- **Assignment**
What the answer must contain is every line of the records, exactly, with no pictures.

- **Extracted material**
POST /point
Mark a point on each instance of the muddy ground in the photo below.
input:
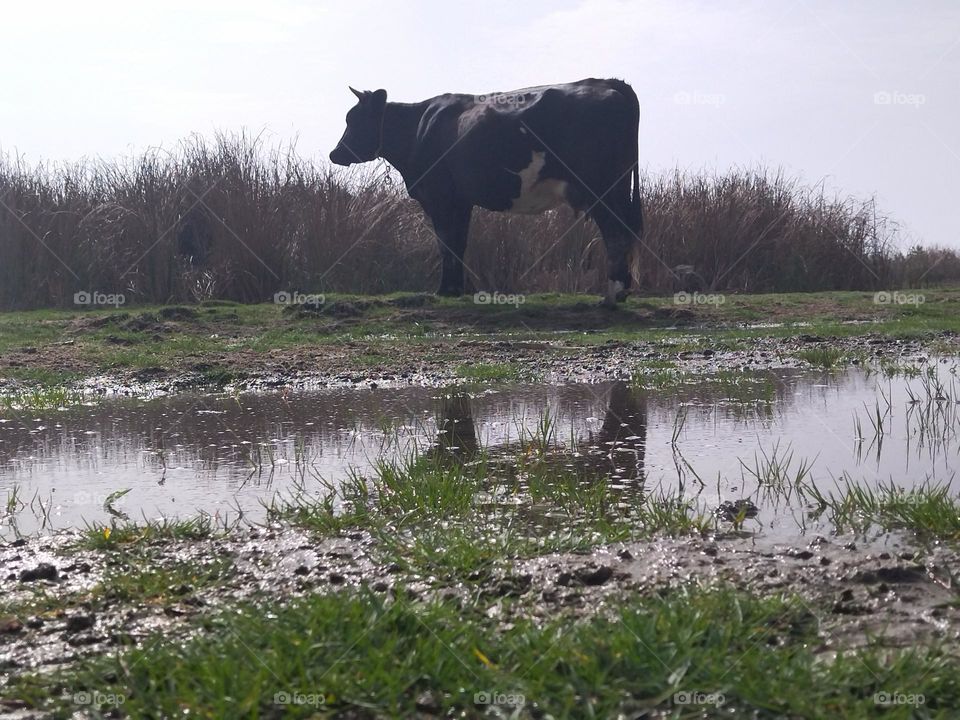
(882, 589)
(888, 587)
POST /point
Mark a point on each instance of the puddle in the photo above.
(222, 455)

- **Exercise answer**
POST /point
Mark a point on each instance of the muddy ground in the photo below.
input:
(882, 589)
(888, 587)
POST /point
Mark a point on each instance of the puddle in the photo above.
(222, 455)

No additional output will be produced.